◆ WORK TO BE COMPLETED ◆
Write out the data again from the line with "Target: cloud" through the end, keeping every line, and shift each coordinate by adding 89 to both of its numbers.

◆ DATA TO USE ◆

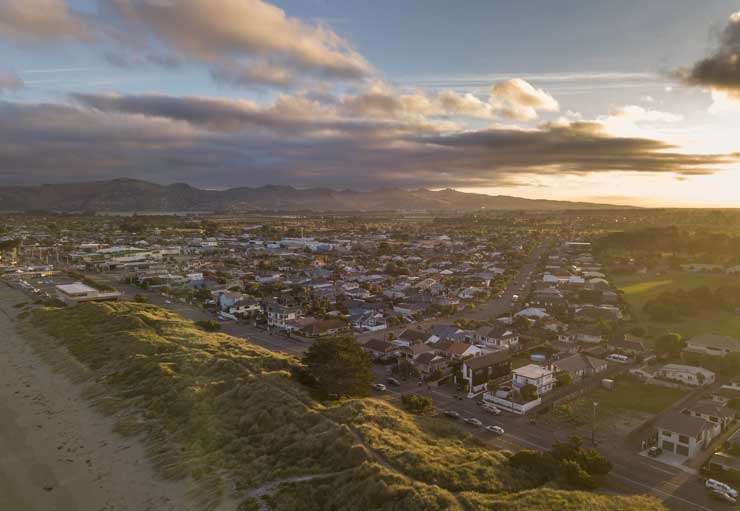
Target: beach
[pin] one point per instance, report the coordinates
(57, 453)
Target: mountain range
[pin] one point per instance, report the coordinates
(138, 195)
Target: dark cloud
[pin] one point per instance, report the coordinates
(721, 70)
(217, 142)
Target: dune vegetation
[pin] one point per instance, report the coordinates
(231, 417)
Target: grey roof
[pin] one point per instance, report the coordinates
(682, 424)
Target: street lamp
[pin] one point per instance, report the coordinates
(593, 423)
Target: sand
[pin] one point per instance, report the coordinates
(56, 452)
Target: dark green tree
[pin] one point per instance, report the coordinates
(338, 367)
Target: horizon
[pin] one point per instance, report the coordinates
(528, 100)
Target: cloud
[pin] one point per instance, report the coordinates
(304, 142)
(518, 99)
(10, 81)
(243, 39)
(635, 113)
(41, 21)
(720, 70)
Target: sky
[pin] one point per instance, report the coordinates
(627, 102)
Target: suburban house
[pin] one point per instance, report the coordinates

◆ THE OUTPUT ◆
Target: cloud
[pin] one point per instance, report the coordinates
(393, 231)
(607, 188)
(99, 170)
(332, 128)
(724, 202)
(130, 110)
(809, 159)
Target: sky
[pin] one point per instance, report the coordinates
(716, 191)
Target: suburban house
[pin] one point per instance, report the coordinates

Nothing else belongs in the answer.